Recorded data:

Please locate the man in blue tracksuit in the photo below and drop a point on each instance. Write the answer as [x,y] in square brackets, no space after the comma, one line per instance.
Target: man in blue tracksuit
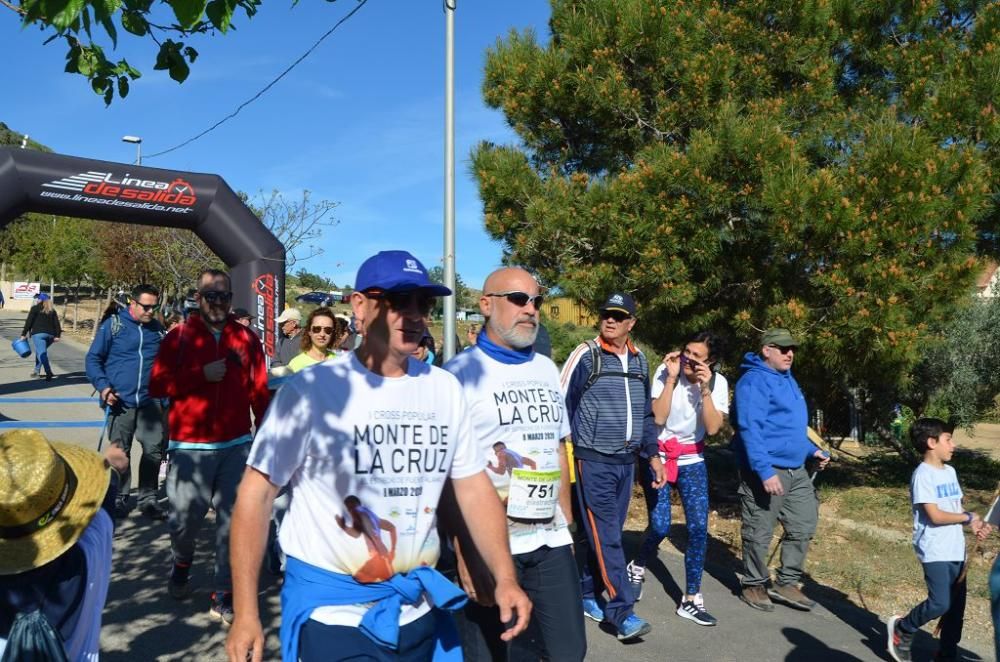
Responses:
[612,422]
[118,365]
[770,420]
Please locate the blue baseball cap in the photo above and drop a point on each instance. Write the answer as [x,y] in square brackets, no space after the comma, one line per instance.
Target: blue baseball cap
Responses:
[396,271]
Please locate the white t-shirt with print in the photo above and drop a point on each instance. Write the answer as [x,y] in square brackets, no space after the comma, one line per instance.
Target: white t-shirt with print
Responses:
[940,487]
[685,421]
[366,458]
[522,407]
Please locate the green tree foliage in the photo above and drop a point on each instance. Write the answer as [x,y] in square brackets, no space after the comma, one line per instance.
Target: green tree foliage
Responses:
[823,165]
[166,23]
[959,375]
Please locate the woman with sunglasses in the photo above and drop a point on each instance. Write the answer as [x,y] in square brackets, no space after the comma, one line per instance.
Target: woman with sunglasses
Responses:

Task —
Could you return all lines from the data above that contain the string "tree"?

Result of the exercise —
Please locate the green tree foliage in the photo above and drop a point on each instance. Write the answer as [x,y] in square brackets, no space after the comma, one line per instance.
Target: green tree foliage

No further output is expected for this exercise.